*EXTRACT TO READ*.
[Start of Attachment]
Frequently Asked Questions
What might increase your risk for an aortic aneurysm?
The leading factors that increase your risk for an aneurysm are:
- Being over 65 years old
- Family history in 1st degree relatives (parent or sibling)
- Being a male
Abdominal aortic aneurysms are about five times more common to happen in males than to happen in females
How does smoking affect vascular disease?
Smoking damages the blood vessels, and smokers are at risk for all vascular diseases, including peripheral arterial disease, stroke, heart attack, abdominal aortic aneurysm, and subsequent death.
In a healthy blood vessel, the inner lining of the arteries, known as the endothelium, constricts and dilates with blood flow. Smoking damages the endothelium, making arteries prone to spasms and deposits of diffuse plaque that diminish their ability to dilate properly. This condition is known as atherosclerosis, often called “hardening of the arteries.” Atherosclerosis is a gradual process in which cholesterol and scar tissue build up, forming a substance called plaque that clogs the blood vessels and makes them less elastic.
Smokers are at increased risk for peripheral arterial disease, clogged arteries in the legs, that cause insufficient blood flow to get to the leg muscles. This causes pain, especially when walking and, left untreated, this insufficient blood flow can lead to limb amputation. While this may require angioplasty and stenting to improve blood flow, many people can avoid these procedures and alleviate their symptoms just by quitting smoking and beginning a specific exercise regimen. Smoking makes that big a difference in vascular disease.
Could my Uterine Fibroids come back after treatment?
Although this treatment may be successful in destroying the fibroids causing painful symptoms, at a later time, more fibroids may grow, become symptomatic, and require additional treatment. This is true for all fibroid treatments, except hysterectomy where the entire uterus is removed.
[End of Attachment]
*RECORD EXCERPTS*.
[Start of Attachment]
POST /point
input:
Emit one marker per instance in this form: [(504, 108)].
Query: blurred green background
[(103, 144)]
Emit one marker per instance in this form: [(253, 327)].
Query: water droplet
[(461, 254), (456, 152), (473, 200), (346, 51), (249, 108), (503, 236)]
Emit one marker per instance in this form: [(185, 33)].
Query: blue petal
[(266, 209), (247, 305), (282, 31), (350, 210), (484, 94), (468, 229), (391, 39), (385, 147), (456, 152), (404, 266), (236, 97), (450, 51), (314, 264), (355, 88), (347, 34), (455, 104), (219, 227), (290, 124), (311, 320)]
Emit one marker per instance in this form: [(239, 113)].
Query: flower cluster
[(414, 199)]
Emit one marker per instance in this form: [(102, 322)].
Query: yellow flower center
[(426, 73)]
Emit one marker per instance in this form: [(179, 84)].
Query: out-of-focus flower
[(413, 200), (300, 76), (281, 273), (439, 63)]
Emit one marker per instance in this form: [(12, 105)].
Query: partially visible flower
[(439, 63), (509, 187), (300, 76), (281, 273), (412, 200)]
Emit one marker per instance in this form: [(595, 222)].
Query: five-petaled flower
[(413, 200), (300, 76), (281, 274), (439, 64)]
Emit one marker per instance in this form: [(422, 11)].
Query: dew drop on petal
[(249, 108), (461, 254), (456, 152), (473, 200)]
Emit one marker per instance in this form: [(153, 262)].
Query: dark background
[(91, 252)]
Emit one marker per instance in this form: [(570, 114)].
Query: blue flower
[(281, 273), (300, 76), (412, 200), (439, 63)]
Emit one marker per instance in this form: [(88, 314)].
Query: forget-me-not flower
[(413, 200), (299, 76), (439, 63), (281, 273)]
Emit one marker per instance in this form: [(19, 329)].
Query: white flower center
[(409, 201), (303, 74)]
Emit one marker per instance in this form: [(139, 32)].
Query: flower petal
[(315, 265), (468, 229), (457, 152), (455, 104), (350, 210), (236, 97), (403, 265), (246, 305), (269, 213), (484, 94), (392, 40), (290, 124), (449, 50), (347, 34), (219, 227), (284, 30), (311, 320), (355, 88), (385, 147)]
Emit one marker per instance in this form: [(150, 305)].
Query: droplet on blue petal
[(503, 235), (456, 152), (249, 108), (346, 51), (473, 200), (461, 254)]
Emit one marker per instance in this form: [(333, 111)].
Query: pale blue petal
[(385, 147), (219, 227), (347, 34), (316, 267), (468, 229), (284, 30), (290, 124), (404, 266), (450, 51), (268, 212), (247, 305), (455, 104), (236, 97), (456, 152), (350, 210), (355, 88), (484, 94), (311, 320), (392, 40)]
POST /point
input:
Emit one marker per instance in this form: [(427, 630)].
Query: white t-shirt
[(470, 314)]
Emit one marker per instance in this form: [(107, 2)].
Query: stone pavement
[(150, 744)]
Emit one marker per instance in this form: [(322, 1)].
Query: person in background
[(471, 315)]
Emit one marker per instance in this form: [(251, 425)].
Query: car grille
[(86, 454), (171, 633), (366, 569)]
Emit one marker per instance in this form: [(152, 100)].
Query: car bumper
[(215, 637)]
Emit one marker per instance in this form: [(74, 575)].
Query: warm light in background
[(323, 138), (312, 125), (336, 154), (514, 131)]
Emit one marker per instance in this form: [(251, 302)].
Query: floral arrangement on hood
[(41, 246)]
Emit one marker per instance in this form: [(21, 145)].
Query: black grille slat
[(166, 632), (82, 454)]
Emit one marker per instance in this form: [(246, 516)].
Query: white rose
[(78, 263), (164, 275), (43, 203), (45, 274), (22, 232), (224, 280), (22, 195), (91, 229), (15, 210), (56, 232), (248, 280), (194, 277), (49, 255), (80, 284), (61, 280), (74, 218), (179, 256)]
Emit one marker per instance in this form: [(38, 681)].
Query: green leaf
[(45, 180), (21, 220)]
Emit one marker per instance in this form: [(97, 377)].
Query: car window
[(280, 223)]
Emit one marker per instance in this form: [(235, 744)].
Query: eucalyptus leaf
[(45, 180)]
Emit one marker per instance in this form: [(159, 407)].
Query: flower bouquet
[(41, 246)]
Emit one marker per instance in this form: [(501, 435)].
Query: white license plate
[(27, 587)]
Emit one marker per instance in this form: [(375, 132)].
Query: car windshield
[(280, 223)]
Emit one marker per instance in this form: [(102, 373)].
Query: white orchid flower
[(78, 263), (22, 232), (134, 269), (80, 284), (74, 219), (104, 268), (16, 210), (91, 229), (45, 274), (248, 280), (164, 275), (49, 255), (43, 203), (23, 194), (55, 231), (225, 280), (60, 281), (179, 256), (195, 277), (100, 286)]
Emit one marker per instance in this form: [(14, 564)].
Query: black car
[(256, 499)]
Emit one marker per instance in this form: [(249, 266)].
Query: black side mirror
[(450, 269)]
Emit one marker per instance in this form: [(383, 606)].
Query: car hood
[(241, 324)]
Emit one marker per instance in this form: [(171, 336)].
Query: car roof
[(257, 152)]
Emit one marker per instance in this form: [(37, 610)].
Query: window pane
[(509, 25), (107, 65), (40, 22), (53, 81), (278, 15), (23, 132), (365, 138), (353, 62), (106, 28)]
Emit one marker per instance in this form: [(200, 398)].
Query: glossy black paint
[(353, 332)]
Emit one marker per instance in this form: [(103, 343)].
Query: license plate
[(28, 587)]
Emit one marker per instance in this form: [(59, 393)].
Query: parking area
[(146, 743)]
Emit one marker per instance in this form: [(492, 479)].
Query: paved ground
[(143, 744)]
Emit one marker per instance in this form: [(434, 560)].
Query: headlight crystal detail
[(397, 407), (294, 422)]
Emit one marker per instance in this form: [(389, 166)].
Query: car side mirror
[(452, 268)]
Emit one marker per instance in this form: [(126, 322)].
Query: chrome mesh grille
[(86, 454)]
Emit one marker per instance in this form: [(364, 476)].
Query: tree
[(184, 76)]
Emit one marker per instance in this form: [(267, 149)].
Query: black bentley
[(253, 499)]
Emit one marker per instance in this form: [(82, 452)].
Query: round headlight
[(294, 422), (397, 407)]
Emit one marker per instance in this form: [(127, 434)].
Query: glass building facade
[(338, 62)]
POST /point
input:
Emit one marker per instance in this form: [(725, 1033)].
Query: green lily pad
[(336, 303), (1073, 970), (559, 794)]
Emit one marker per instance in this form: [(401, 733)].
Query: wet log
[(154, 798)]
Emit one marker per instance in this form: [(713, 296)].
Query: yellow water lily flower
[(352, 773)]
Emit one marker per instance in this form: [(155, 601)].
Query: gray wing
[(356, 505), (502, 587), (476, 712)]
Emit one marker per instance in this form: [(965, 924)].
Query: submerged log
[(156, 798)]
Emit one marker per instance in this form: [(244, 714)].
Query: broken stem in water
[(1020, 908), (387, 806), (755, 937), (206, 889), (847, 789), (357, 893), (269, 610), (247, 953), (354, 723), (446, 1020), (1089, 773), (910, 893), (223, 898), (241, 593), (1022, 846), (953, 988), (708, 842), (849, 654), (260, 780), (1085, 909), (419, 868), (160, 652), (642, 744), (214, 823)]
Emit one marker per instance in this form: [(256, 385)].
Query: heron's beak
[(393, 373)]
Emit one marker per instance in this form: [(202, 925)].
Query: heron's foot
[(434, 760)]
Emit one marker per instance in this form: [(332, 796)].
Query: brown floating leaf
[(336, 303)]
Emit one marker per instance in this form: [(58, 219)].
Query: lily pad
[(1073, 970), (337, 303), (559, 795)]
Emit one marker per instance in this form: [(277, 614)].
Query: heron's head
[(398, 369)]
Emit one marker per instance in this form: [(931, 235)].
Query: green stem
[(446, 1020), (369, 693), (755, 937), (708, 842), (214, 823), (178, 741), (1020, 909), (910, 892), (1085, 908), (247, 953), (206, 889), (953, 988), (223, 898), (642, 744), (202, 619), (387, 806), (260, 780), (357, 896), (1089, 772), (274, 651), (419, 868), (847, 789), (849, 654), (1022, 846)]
[End of Attachment]
*PROBLEM 1*. According to the frequently asked questions, how much more common are abdominal aortic aneurysms in males than in females?
*PROBLEM 2*. Duplicate the part of the frequently asked questions starting at "Smoking damages the blood" and ending at "and subsequent death.".

*YOUR RESPONSE 1*. About five times more common.

*YOUR RESPONSE 2*.
Smoking damages the blood vessels, and smokers are at risk for all vascular diseases, including peripheral arterial disease, stroke, heart attack, abdominal aortic aneurysm, and subsequent death.